> **Aim of the task**
Which rows below contain the string "opera"? Collect each of those rows and copy it out whole, treating uppercase and lowercase as different.

## START Material supplied

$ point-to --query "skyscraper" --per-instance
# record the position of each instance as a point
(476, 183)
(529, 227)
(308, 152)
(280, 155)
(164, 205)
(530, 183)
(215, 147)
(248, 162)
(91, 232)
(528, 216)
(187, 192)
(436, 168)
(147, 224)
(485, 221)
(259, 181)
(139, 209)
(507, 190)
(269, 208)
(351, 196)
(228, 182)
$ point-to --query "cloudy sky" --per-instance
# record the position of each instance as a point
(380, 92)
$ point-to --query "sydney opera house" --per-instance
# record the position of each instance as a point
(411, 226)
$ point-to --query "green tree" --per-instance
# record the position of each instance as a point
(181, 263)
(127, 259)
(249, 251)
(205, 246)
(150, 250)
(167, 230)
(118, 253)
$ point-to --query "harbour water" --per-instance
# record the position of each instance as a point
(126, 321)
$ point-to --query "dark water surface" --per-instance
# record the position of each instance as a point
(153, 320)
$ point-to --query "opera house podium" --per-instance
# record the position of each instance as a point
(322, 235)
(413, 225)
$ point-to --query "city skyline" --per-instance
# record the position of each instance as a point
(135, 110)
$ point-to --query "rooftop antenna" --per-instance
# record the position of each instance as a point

## END Material supplied

> **Result of this exercise**
$ point-to --query "sydney opera house" --per-instance
$ point-to --query "opera house podium" --per-instance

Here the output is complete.